What is asked :: Display every line of the records below that contains the string "gear". Case counts.

Supplied data ::
────────

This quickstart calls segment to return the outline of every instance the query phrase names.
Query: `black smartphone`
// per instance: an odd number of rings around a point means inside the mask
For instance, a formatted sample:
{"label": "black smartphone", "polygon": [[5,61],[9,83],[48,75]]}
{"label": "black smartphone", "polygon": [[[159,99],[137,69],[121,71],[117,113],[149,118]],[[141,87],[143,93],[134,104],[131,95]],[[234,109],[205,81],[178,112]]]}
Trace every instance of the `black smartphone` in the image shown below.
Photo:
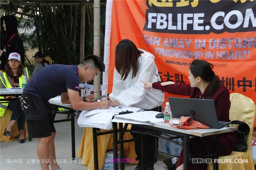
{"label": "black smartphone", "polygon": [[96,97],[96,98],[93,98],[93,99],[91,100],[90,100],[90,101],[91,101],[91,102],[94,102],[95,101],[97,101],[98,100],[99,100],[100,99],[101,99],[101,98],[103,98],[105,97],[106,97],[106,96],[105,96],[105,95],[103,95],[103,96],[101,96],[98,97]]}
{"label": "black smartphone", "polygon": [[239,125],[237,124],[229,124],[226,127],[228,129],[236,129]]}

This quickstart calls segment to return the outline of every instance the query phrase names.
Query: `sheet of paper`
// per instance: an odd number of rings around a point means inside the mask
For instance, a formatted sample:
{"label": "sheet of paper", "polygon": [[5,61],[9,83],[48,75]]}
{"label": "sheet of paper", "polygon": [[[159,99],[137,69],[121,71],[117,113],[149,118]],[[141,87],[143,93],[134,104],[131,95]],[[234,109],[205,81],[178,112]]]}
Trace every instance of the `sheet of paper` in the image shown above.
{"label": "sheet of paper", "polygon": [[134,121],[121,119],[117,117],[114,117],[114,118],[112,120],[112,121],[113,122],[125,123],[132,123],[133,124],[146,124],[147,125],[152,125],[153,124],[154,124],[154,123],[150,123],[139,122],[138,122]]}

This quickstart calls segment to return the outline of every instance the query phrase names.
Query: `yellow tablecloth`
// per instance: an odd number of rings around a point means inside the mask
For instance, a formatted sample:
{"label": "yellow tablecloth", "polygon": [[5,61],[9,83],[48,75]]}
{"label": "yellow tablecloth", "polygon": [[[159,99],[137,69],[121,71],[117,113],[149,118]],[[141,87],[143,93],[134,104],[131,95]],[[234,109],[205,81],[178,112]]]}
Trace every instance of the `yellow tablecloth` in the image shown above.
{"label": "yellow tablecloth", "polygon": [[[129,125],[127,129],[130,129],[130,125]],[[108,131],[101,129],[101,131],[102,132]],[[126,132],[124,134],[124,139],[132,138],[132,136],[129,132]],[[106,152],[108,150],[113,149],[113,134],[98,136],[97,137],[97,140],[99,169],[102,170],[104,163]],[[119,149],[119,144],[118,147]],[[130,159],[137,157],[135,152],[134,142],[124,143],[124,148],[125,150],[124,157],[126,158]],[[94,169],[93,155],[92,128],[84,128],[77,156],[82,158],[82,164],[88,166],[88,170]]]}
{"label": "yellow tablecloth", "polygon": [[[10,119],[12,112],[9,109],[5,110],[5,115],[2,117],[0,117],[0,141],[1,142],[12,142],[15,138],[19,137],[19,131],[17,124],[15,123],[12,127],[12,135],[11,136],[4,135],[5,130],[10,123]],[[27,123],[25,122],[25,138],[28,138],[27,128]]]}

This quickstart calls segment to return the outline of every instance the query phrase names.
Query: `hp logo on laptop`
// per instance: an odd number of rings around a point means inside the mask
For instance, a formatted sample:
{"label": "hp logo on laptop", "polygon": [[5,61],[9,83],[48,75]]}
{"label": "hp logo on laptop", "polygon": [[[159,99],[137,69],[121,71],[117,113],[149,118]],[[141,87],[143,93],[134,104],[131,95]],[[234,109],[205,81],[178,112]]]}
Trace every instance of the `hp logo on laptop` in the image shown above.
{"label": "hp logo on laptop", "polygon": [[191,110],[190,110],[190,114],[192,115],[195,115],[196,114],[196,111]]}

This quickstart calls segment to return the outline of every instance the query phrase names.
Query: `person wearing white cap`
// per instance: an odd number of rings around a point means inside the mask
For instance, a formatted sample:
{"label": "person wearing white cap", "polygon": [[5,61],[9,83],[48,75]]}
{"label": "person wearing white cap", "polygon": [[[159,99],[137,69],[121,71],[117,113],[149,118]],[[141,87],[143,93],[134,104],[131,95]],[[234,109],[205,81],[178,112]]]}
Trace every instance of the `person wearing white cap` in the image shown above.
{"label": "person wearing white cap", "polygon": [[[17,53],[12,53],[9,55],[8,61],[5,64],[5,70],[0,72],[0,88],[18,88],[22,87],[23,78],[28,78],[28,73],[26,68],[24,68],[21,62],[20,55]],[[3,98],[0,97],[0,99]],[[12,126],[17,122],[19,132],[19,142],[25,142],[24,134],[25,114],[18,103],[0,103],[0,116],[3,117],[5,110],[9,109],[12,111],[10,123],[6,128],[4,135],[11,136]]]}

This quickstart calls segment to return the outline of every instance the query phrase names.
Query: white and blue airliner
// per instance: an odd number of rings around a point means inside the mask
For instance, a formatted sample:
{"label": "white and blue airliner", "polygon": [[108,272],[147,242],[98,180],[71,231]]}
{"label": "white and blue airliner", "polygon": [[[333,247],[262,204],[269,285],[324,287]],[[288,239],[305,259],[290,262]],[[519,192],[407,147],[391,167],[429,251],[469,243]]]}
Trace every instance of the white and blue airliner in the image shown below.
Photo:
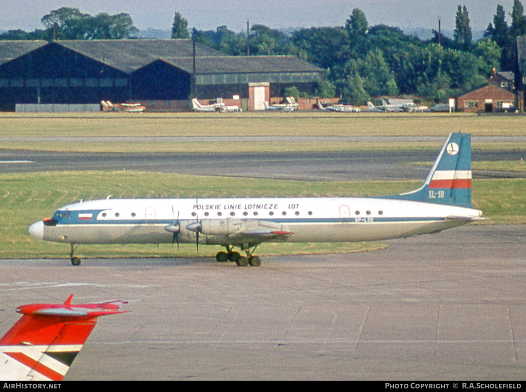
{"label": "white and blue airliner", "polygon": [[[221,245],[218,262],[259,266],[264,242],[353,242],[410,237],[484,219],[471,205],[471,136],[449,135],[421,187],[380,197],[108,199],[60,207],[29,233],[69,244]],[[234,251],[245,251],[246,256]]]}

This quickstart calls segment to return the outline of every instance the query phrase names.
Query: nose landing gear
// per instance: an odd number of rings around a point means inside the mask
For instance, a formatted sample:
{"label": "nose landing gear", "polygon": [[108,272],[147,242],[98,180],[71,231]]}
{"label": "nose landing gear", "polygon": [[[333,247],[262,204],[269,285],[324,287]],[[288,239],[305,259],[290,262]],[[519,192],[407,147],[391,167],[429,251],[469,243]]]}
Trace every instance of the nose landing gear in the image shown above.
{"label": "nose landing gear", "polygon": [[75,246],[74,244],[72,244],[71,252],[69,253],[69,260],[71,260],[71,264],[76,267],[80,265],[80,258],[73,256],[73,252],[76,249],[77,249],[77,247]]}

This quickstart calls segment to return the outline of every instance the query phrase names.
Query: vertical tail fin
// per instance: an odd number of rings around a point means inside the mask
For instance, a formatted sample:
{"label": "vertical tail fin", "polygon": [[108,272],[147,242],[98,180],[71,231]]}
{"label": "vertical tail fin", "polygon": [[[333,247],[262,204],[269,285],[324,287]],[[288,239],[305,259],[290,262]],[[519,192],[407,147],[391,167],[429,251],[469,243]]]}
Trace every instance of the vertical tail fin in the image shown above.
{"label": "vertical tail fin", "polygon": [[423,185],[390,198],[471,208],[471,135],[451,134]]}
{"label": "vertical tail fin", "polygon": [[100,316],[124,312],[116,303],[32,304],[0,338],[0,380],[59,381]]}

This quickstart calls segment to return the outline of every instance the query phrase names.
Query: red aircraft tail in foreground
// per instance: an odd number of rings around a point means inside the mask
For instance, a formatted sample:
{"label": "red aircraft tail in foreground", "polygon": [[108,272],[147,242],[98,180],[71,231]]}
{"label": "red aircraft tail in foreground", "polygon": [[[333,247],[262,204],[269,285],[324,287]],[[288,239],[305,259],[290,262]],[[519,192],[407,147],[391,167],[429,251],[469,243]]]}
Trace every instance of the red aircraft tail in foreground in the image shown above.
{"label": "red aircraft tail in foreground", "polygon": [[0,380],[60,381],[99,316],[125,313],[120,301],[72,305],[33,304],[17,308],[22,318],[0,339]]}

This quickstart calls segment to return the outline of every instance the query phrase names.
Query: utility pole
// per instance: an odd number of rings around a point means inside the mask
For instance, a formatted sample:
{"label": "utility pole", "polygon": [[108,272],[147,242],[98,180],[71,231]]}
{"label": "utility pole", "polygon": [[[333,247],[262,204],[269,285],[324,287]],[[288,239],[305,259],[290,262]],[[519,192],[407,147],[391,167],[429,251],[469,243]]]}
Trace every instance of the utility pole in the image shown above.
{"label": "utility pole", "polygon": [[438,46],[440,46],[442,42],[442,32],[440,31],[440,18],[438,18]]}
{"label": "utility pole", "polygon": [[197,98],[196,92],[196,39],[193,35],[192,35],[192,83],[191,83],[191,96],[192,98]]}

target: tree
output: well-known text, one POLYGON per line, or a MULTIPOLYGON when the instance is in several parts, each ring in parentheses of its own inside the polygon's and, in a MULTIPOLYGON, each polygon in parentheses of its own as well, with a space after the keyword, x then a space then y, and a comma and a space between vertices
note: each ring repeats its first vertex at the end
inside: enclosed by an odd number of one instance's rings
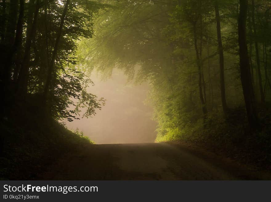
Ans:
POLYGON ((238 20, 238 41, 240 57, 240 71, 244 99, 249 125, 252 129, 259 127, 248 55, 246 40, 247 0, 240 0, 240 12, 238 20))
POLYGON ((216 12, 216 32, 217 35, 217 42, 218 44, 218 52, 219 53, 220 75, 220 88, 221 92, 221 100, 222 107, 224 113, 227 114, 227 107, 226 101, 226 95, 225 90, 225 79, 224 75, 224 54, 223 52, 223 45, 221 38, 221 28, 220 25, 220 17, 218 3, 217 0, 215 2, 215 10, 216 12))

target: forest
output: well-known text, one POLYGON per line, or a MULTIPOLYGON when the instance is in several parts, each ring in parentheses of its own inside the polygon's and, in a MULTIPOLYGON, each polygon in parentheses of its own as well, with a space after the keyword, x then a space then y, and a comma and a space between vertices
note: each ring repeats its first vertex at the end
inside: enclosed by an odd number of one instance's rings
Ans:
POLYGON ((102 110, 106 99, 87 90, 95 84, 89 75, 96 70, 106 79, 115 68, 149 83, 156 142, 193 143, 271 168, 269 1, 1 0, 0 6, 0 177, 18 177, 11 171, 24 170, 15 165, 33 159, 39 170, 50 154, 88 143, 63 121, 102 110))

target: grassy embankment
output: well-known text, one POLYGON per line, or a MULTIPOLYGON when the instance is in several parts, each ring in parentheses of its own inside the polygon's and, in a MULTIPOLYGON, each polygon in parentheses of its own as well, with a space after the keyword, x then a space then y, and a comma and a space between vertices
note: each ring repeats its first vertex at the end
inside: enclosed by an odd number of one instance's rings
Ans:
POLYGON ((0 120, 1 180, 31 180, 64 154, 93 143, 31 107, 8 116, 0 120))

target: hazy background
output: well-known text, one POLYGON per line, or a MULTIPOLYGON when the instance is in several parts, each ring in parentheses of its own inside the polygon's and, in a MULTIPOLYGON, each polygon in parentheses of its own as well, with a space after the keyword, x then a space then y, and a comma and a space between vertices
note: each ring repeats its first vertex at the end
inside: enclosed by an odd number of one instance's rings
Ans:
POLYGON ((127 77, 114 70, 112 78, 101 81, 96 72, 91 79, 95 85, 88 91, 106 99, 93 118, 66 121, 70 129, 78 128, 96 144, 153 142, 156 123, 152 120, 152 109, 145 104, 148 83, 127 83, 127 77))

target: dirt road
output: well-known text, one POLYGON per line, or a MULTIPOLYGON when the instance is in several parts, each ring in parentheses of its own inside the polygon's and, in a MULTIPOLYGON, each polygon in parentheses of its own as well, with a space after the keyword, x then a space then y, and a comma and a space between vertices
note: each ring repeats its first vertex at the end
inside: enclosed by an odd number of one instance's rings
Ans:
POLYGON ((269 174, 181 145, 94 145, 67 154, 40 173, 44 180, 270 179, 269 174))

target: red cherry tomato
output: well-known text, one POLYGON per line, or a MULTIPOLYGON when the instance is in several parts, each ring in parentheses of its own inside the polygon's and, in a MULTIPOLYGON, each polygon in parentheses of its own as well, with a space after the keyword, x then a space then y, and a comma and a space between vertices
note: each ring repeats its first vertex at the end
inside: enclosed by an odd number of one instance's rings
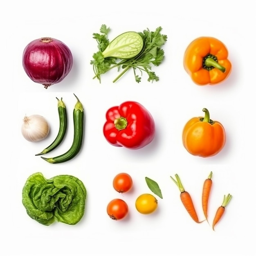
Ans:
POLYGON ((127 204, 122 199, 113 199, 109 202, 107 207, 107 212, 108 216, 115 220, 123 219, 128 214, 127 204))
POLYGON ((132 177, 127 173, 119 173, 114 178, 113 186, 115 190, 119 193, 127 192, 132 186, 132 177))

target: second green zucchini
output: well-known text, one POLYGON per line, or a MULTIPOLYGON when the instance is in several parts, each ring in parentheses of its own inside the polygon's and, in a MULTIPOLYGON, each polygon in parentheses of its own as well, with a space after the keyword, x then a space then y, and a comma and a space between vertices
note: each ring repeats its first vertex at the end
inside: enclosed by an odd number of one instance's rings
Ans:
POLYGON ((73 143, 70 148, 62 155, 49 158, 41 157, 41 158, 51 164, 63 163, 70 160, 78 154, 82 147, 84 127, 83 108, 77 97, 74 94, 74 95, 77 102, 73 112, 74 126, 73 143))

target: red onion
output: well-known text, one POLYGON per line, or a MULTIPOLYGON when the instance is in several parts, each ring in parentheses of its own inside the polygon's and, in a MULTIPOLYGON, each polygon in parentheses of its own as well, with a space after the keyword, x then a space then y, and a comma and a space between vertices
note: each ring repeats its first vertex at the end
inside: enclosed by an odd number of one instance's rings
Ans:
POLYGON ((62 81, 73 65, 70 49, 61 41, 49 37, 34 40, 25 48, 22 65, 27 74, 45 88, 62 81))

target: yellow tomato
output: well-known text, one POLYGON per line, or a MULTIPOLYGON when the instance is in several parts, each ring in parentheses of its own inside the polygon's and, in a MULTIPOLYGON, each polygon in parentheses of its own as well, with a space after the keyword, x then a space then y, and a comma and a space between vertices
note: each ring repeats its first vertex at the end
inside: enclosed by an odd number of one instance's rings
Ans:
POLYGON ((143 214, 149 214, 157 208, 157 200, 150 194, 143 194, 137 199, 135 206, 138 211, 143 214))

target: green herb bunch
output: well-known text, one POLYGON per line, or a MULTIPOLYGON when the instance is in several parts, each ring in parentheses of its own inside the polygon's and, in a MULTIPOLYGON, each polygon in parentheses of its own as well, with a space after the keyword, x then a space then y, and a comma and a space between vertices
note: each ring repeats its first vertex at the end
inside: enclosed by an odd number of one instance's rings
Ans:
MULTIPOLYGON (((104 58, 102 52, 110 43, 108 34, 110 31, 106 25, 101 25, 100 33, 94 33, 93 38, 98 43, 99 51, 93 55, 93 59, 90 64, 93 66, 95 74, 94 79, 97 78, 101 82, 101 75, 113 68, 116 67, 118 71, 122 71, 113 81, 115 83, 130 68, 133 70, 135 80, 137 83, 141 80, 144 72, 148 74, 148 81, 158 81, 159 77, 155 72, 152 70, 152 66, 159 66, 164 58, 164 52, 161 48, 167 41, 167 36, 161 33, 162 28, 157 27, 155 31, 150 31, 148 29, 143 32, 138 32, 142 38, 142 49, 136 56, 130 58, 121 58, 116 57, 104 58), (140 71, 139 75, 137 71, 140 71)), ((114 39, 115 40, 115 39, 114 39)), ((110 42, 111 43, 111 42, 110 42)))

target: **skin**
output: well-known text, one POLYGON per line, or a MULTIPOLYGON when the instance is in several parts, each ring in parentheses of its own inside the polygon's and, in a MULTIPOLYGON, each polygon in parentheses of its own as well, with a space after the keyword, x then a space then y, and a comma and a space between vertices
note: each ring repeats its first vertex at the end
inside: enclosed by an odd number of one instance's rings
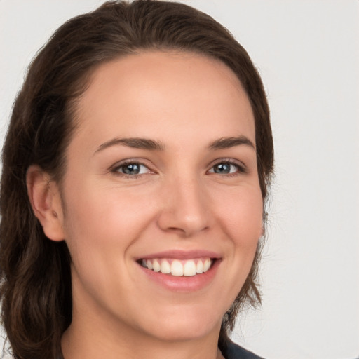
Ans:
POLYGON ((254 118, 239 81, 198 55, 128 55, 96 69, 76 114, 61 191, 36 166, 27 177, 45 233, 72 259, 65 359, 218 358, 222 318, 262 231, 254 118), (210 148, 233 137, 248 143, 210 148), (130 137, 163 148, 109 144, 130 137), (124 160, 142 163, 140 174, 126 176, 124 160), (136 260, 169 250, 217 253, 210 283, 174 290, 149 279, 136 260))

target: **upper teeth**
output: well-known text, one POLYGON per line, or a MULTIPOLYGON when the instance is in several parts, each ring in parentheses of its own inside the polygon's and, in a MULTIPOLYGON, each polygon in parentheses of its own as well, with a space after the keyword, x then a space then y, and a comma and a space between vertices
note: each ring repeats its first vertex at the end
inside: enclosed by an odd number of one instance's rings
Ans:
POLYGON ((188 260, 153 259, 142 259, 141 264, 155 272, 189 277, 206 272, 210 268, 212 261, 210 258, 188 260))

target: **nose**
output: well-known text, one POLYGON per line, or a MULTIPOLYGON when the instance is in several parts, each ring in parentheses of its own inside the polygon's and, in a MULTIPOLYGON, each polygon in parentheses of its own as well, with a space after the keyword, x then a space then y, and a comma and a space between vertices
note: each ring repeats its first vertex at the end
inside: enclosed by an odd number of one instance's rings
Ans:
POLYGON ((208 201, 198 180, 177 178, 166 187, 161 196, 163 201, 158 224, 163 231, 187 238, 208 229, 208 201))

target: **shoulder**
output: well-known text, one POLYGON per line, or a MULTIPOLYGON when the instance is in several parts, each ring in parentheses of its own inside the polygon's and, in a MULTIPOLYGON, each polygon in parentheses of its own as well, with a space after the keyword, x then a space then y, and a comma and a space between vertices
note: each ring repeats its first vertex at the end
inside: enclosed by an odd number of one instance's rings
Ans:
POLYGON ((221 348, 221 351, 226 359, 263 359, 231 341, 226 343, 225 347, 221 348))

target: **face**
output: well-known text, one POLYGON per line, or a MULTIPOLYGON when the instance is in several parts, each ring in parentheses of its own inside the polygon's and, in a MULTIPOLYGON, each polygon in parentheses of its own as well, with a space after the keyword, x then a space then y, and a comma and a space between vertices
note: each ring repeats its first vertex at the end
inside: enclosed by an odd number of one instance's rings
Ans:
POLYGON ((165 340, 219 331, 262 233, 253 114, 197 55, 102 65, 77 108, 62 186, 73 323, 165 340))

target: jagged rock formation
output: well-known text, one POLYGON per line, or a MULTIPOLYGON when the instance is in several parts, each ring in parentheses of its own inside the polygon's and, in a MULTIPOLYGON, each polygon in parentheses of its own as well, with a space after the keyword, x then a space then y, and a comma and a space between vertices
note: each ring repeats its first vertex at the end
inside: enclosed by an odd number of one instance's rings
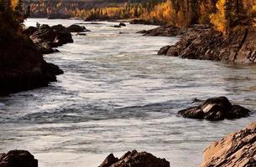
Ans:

────────

Solution for this task ::
Query: nose landing gear
{"label": "nose landing gear", "polygon": [[108,272],[147,242],[98,180],[71,231]]}
{"label": "nose landing gear", "polygon": [[[333,247],[262,204],[269,285],[324,287]],[[288,239],[305,259],[290,262]],[[519,192],[407,147],[391,167],[429,251],[469,243]]]}
Trace every instance of the nose landing gear in the image shown above.
{"label": "nose landing gear", "polygon": [[75,246],[74,244],[72,244],[71,252],[69,253],[69,260],[71,260],[71,264],[76,267],[80,265],[80,258],[73,256],[73,252],[76,249],[77,249],[77,247]]}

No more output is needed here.